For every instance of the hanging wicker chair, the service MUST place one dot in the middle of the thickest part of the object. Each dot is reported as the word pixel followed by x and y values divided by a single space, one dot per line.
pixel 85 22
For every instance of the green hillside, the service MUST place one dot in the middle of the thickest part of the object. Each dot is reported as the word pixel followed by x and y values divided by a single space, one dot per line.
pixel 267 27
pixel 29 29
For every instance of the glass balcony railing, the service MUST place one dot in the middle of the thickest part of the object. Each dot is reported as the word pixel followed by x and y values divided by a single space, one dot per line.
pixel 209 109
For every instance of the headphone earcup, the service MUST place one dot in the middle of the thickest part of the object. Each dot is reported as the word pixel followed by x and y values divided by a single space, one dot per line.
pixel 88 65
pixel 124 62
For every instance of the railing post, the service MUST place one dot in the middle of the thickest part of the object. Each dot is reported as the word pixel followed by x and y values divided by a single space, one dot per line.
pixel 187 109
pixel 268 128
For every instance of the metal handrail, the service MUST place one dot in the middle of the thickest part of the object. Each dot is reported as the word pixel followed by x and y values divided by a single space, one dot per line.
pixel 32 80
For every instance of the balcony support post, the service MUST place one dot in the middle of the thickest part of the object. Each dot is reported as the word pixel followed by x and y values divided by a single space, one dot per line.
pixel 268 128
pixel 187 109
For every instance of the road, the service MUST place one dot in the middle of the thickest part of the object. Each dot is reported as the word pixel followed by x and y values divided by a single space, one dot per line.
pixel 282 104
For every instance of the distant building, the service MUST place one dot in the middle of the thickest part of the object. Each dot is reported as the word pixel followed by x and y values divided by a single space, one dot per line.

——————————

### Problem requirements
Starting at the line that contains "For every instance of the glass" and continuing through the end of the data, give each line as a string in a JSON list, leaving out any blank lines.

### Completed exercise
[
  "For every instance of the glass balcony railing, the service MUST place one dot in the middle of the thickest part of the object. Each dot is reported as the word pixel followed by x and y values divided by a single space, one dot per line.",
  "pixel 209 109",
  "For every instance of the headphone earcup, the service MUST place one dot in the middle of the thickest part of the object. Each dot is reported as the word pixel followed by x and y values divided by a single space, one dot per line.",
  "pixel 88 65",
  "pixel 124 62",
  "For every instance of the railing post, the service MUST place one dot in the middle of the thickest part of the object. Each dot is reported as the word pixel followed by x and y values divided by a single space, one dot per line.",
  "pixel 187 109",
  "pixel 268 128",
  "For every instance of the metal handrail, the service MUST place one dot in the middle of the thickest part of the object. Each dot is reported as the word pixel followed by x and y values divided by a single space, one dot per line.",
  "pixel 32 80",
  "For every instance of the balcony support post, the service MUST place one dot in the middle of the thickest part of the object. Each dot is reported as the word pixel followed by x and y values divided by a single space, one dot per line.",
  "pixel 268 128",
  "pixel 187 109",
  "For every instance of the road, the service MUST place one dot in the middle of the thickest part of the object. Each dot is reported as the word pixel followed by x and y values divided by a single space, one dot per line.",
  "pixel 282 104",
  "For every instance of the distant building, the service MUST place one dot in the middle of the thickest part of the object. Each dot is reported as the word pixel followed by x and y values divided by a single space, one dot per line."
]